INFORMATION GIVEN:
++++++

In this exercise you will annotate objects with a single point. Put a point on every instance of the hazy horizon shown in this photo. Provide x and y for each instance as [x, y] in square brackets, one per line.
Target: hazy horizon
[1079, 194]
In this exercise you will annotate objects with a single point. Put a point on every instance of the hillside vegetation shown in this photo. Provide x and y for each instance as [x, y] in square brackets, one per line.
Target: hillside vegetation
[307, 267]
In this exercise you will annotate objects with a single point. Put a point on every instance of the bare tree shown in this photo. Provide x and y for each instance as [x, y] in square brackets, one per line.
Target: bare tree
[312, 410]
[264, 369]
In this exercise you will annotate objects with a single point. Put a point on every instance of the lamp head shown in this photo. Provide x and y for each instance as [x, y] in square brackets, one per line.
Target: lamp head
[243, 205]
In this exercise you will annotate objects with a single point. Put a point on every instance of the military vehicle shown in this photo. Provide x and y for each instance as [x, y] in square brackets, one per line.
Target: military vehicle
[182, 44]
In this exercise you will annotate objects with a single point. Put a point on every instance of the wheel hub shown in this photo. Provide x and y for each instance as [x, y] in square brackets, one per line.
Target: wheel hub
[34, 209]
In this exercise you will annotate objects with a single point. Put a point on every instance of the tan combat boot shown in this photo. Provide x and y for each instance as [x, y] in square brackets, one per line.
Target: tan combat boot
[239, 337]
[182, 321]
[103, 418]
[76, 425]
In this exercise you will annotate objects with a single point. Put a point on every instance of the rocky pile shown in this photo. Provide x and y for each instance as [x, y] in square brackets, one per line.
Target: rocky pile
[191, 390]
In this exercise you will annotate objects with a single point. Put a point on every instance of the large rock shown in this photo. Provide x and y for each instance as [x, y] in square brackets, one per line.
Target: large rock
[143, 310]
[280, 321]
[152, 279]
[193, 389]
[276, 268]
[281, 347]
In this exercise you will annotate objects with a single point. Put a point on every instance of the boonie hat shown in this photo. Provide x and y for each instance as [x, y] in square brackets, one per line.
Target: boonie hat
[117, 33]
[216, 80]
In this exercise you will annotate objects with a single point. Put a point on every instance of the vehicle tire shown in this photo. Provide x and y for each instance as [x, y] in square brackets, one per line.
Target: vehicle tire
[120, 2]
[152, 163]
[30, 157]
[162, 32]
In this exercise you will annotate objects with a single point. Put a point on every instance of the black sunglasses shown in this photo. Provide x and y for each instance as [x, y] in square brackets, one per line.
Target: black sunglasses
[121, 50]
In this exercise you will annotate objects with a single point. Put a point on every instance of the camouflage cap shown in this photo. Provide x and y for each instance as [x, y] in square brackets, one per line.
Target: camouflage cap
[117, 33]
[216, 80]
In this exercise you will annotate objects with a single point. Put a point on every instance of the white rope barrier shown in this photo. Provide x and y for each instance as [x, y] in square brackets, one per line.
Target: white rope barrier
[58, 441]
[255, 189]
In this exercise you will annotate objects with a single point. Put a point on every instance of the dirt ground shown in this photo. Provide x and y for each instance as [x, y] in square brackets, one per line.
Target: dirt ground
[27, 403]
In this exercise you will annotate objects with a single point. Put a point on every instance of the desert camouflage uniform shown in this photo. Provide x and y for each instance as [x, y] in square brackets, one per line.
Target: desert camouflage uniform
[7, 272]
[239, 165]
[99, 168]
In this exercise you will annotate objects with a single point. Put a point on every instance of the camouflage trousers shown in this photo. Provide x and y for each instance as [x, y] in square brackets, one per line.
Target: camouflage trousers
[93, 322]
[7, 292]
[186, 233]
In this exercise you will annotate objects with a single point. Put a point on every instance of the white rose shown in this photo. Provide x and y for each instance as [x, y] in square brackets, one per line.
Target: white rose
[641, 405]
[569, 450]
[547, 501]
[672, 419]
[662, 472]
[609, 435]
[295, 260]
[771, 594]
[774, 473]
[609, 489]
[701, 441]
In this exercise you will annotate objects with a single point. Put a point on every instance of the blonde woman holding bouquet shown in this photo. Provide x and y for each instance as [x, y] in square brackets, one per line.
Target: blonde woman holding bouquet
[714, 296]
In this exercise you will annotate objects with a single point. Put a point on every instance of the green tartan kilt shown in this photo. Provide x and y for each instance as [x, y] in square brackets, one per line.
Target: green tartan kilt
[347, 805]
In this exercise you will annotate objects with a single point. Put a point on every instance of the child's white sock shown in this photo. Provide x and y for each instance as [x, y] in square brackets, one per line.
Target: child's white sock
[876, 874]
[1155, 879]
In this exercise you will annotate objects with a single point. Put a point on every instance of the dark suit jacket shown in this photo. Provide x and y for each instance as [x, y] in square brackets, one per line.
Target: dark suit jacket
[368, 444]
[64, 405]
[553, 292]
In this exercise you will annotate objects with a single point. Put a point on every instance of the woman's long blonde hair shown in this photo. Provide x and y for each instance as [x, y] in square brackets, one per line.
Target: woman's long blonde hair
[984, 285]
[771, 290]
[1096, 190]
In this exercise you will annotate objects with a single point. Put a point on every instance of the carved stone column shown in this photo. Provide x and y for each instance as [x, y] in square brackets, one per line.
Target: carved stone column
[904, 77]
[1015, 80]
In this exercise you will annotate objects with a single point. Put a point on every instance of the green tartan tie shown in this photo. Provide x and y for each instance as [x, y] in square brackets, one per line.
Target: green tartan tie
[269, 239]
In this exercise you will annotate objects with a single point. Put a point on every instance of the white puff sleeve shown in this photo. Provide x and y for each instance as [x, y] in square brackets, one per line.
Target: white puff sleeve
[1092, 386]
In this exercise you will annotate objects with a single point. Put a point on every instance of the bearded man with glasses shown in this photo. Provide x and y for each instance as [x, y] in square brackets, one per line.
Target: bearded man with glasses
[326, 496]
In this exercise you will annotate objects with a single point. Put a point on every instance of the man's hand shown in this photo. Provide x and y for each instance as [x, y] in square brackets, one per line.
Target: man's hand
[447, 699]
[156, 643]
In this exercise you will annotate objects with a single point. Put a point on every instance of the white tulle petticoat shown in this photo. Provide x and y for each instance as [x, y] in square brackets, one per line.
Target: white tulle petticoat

++++++

THE REQUEST: Transcribe the material exactly as it reads.

THE RESULT:
In this exercise you will annotate objects with a single point. Put a point on every instance of the hazy horizon shown in this photo. Provide x and y for each instance as [x, y] in square brackets, one per line.
Target: hazy horizon
[1079, 194]
In this exercise you will annotate objects with a single point. Put a point on every instance of the hillside vegetation shown in this photo. Provide x and y for each instance as [x, y] in square brackets, one per line.
Target: hillside vegetation
[307, 267]
In this exercise you will annotate objects with a single point. Put a point on every instance of the bare tree shown in this photo. Provide x and y for each instance as [x, y] in square brackets, one per line.
Target: bare tree
[312, 410]
[264, 369]
In this exercise you will annotate objects with a single point. Put a point on every instance of the lamp head shown in this photo. Provide x and y for each instance as [x, y] in square brackets, one per line.
Target: lamp head
[243, 205]
In this exercise you will annotate objects with a single point. Put a point on every instance of the military vehicle shown in this photo. Provide x and y for each instance as [x, y] in square brackets, one per line.
Target: military vehicle
[182, 44]
In this exercise you will annotate objects with a single point. Put a point on every instance of the wheel hub shown in this photo. Provide x and y for each instance as [x, y] in square brackets, one per line.
Target: wheel hub
[34, 209]
In this exercise you will annotate objects with a single point. Put a point on every instance of the tan combat boot shown in this photo. Provide x and y for each instance as [x, y] in square brackets, one per line.
Target: tan combat boot
[239, 337]
[182, 321]
[103, 418]
[76, 425]
In this exercise you will annotate objects with a single point. Put a point on every instance of the rocky pile shown in this photo. Provide x and y for each instance as [x, y] in square brackets, one per line.
Target: rocky pile
[191, 390]
In this exercise you will annotate objects with a single point. Put a point on every instance of the large rock shown in this photo. Provide x and y for each instance as [x, y] in square brackets, one per line.
Target: large rock
[143, 310]
[280, 321]
[152, 279]
[193, 389]
[276, 268]
[281, 347]
In this exercise you will annotate objects with a single point. Put a point on every instance of the boonie hat shown in this photo. Provide x and y for each instance as [x, y] in square brackets, one per line.
Target: boonie hat
[117, 33]
[216, 80]
In this exercise you will annotate objects with a single point. Put a point on every instance of the vehicle tire shown in this photo. Provide x and y for each instance as [x, y] in square brackets, one per line.
Target: vehicle tire
[120, 2]
[152, 163]
[30, 157]
[162, 32]
In this exercise you will annotate objects with a single point. Put a point on every instance of the black sunglasses shown in this photo. Provide x and y for each instance as [x, y] in square brackets, one per line.
Target: black sunglasses
[121, 50]
In this exercise you will annotate objects with a single point. Put a point on every instance of the camouflage cap shown in this photo. Provide x and y for each instance as [x, y] in square brackets, one per line.
Target: camouflage cap
[117, 33]
[216, 80]
In this exercise you will annotate objects with a single point. Put a point on every instance of the white rope barrier shown in this photo. Provide x and y for each instance as [x, y] in square brackets, one per line.
Target: white rope barrier
[58, 441]
[255, 189]
In this exercise you will annotate objects with a single point. Put a point on every instance of the dirt ground shown in this photo. Provide x and y for each instance as [x, y] in square brackets, one per line.
Target: dirt ground
[27, 403]
In this exercise you will annotate objects with a single point. Put a point on every instance of the desert camouflage uniform shown in this photo. Provide x and y for each instance as [x, y] in square brackets, one per line.
Target: desert camouflage uniform
[7, 272]
[239, 165]
[99, 168]
In this exercise you will annotate objects with a single point. Put a point on every instance of the camouflage trousers shown in this photo. Provide x and y for each instance as [x, y] in square brackets, one per line.
Target: camouflage trousers
[93, 322]
[7, 292]
[186, 233]
In this exercise you will annotate objects with a single point. Put a point on every instance of the white rose shown in this photo. Provide x and y for each instance as [x, y] in square brackets, one per line.
Target: white rose
[641, 405]
[569, 450]
[547, 501]
[672, 419]
[662, 472]
[609, 435]
[295, 260]
[771, 594]
[774, 473]
[609, 489]
[701, 441]
In this exercise you will annotate objects with a single point. Put a point on every instance of the blonde woman holding bouquet shown in this photo. Provide x and y for each instance as [x, y] in square brackets, one per line.
Target: blonde woman holding bouquet
[714, 296]
In this exercise you will annotate objects with a single point. Put a point on every instance of the green tartan kilt shown in this photo. Provide x and y for each instance as [x, y] in square brackets, one per line.
Target: green tartan kilt
[347, 805]
In this exercise you will annotate objects with a single point. Put a point on every instance of the child's white sock shown in this photo. Provide x and y for each instance as [x, y] in square brackets, one per line.
Target: child's white sock
[876, 874]
[1155, 879]
In this exercise you will annotate objects with a single point. Put a point on every instance of the dark suit jacket shown in this photo. Provide x and y for each instance as [x, y] in square brackets, one per line.
Target: dark suit jacket
[368, 444]
[64, 405]
[553, 292]
In this exercise you will annotate objects with a single point. Put a point on every instance of the woman's long blonde hair shown in this photo. Provide x and y for each instance as [x, y] in square brackets, one per line.
Target: woman's long blonde hair
[984, 285]
[771, 290]
[1096, 190]
In this exercise you will annotate objects with a single point. Put a point on every instance of the carved stone column shown in this photo. Provide x and y for each instance as [x, y] in square brackets, one per line.
Target: carved stone column
[904, 77]
[1015, 80]
In this exercise you will annotate objects with a single point. Put a point on every instance of the green tartan tie shown in this photo. Provide x and y for each instance as [x, y] in square brackets, one per line.
Target: green tartan tie
[269, 239]
In this exercise you will annotate objects with a single point. Put a point on every instance of the white puff sleeve shown in this photo. Provide x and y for each instance as [x, y] in square brackets, one per line.
Target: white puff sleeve
[1092, 386]
In this exercise you will annotate objects with a single point. Put a point on every instance of the bearded man with glasses shown in this photo. Provide x and y for each instance as [x, y] in square brackets, one per line.
Target: bearded man with glasses
[326, 496]
In this exercise you will annotate objects with a single point. Put a point on every instance of the man's hand shown in this photo. Provide x and y for each instance as [x, y] in square brackets, one per line.
Target: man's hand
[447, 699]
[156, 643]
In this exercise you will annotate objects with a single point. Put a point on every instance of the white tulle petticoat shown in this photo. Provide x and y for each instance as [x, y] in square brackets, one per line.
Target: white tulle petticoat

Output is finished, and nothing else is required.